Retype the entries exactly. Include every line.

---

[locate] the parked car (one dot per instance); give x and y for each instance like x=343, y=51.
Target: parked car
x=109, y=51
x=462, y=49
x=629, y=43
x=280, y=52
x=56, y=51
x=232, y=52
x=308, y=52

---

_Exercise response_:
[locate] the parked car (one dot per instance); give x and y for each instance like x=343, y=51.
Target: parked car
x=109, y=51
x=462, y=49
x=629, y=43
x=280, y=52
x=56, y=51
x=232, y=52
x=308, y=52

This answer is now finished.